● **Passage cité**:
Créer une variété consiste à fixer des traits souhaités à travers des croisements successifs, puis à sélectionner pendant plusieurs années jusqu’à obtenir une reproduction stable et homogène. Ce processus demande du temps et de la patience. Voici comment procéder avec des moyens simples et accessibles.

L’idée de créer une variété est assez enthousiasmante. À force d’en cultiver et d’en reproduire, l’envie vient naturellement de faire LA variété au top : celle qui est délicieuse, magnifique, productive, et surtout bien adaptée à notre terroir et à notre climat.

Alors on en a rêvé : elle serait une cœur de bœuf... non, une énorme ronde ! Oui, mais sur une grande plante, pas comme les plants decœur de bœuf qui sont tout frêles. Oui ! Mais il faudrait qu’elle soit précoce, car souvent ces grosses tomates sont tardives. Oui, précoce, mais il faut pouvoir la cultiver en plein champ, sinon c’est dommage... Enfin, des idées, il y en a !

Alors on a cherché à comprendre comment il faut faire, et puis comment "ils" font. C’est qui "ils" ? Les gros semenciers qui font de l’hydroponie ou les paysans des montagnes du Mexique ? Visiblement, la méthode est la même, mais les moyens diffèrent. Les paysans ont fait ça de manière empirique, guidés par leurs appréciations, par les croisements qui se sont produits au hasard des pollinisateurs, par leurs jugements de goût, etc. Et puis il y a les gros semenciers qui ont étudié la génétique, les lois de Mendel, et qui ont de gros moyens.

● **Activité 1**: D’après le passage, que cherche-t-on à obtenir au terme de plusieurs années de sélection ?
● **Activité 2**: Reprenez le passage depuis « L’idée de créer » jusqu’à « il y en a ! », en substituant « sous serre » à « en plein champ ».
Les lignes ci-après n’ont aucun lien avec le passage.

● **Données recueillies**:

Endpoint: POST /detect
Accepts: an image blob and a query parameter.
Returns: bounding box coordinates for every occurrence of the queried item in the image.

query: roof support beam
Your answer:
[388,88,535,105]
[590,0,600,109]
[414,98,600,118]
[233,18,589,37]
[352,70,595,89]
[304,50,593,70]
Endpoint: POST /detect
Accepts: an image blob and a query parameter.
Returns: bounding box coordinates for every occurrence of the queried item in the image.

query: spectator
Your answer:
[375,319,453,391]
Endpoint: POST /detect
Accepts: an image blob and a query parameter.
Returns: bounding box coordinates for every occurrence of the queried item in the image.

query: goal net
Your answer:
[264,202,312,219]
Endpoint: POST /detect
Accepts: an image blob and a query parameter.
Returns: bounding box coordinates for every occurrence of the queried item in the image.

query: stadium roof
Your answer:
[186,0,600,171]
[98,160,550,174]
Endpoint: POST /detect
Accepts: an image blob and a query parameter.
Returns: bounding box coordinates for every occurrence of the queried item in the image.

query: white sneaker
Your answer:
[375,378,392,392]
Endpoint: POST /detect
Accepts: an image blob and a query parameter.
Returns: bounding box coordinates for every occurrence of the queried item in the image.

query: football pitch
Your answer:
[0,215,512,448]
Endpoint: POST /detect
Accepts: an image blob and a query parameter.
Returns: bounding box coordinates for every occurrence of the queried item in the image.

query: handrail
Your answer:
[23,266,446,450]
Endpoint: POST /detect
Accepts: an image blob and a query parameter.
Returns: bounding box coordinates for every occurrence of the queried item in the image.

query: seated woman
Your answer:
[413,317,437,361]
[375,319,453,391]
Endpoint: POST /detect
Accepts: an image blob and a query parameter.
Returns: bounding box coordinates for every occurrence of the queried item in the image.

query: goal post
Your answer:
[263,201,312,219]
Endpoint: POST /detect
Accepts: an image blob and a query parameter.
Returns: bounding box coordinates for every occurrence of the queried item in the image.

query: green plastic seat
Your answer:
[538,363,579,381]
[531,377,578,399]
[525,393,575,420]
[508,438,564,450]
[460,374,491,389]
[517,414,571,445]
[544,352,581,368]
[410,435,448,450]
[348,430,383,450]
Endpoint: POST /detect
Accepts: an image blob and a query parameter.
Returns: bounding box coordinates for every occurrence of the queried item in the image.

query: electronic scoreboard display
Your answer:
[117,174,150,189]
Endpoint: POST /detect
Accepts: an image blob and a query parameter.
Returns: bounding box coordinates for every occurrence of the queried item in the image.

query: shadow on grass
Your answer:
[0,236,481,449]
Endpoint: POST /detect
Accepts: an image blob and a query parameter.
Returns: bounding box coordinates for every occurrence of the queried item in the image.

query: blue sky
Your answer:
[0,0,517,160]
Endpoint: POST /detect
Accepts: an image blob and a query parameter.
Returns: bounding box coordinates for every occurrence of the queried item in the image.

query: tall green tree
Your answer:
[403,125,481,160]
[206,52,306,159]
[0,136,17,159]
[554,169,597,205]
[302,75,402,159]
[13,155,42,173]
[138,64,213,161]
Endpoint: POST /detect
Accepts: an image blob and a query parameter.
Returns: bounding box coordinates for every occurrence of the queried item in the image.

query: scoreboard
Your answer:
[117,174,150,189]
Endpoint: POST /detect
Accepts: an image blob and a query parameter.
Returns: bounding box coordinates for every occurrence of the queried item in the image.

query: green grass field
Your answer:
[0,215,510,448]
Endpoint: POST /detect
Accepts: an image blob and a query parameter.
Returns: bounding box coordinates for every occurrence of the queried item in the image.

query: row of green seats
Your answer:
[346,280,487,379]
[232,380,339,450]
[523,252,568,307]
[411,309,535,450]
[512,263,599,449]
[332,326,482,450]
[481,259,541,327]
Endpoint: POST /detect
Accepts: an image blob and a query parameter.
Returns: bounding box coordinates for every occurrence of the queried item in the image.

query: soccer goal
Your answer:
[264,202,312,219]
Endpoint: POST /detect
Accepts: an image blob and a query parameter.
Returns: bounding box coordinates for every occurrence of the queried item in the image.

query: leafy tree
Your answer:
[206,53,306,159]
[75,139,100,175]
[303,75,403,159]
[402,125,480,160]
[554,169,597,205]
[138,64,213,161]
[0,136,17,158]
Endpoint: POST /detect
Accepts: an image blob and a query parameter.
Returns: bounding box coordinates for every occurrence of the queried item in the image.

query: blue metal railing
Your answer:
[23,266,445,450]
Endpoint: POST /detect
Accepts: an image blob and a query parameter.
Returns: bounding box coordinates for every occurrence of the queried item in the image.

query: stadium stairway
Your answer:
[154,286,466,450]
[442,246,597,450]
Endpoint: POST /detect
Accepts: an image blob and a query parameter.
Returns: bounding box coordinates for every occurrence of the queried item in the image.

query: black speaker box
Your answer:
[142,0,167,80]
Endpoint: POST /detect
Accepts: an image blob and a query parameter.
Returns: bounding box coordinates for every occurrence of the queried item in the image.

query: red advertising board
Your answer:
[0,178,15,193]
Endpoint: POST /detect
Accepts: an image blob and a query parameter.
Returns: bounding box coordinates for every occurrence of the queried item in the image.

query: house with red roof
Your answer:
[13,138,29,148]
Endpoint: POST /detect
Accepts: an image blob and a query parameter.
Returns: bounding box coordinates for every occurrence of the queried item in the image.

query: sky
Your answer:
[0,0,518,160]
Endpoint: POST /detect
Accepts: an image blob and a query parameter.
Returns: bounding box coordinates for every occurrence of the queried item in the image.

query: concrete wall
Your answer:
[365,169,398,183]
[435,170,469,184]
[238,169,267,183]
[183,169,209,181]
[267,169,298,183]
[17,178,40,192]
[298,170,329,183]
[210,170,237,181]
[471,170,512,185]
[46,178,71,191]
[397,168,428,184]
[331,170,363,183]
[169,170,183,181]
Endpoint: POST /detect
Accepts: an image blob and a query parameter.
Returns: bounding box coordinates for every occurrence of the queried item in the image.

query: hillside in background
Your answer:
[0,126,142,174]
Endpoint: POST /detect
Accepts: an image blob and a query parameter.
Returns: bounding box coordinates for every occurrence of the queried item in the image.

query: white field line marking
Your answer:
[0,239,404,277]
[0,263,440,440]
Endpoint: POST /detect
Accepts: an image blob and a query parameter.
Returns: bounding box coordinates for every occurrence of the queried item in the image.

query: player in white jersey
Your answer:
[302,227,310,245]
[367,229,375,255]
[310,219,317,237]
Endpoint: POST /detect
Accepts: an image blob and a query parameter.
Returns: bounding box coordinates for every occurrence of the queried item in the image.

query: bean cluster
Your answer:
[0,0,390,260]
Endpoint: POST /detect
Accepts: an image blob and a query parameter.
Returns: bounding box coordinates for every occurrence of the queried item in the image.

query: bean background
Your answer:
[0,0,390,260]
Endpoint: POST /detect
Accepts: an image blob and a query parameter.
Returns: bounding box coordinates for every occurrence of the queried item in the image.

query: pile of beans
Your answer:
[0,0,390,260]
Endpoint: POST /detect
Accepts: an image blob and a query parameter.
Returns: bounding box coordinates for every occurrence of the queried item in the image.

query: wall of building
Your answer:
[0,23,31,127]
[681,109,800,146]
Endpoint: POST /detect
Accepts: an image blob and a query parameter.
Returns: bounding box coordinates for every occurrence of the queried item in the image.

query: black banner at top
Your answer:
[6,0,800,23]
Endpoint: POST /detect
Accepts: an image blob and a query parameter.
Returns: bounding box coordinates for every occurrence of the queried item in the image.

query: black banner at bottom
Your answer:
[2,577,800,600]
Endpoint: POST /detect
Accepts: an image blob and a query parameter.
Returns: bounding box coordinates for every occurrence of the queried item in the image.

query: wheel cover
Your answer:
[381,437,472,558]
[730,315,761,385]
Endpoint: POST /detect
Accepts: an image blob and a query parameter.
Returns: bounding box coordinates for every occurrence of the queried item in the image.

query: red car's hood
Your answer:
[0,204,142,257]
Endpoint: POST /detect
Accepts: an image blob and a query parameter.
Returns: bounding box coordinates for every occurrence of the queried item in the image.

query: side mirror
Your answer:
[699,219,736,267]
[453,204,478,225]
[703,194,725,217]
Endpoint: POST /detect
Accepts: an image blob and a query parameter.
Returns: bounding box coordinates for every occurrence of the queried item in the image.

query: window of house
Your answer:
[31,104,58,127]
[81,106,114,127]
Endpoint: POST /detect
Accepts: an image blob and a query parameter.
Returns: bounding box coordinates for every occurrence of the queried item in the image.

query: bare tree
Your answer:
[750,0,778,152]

● **Zone de réponse 1**: Une reproduction stable et homogène.

● **Zone de réponse 2**:
L’idée de créer une variété est assez enthousiasmante. À force d’en cultiver et d’en reproduire, l’envie vient naturellement de faire LA variété au top : celle qui est délicieuse, magnifique, productive, et surtout bien adaptée à notre terroir et à notre climat.

Alors on en a rêvé : elle serait une cœur de bœuf... non, une énorme ronde ! Oui, mais sur une grande plante, pas comme les plants decœur de bœuf qui sont tout frêles. Oui ! Mais il faudrait qu’elle soit précoce, car souvent ces grosses tomates sont tardives. Oui, précoce, mais il faut pouvoir la cultiver sous serre, sinon c’est dommage... Enfin, des idées, il y en a !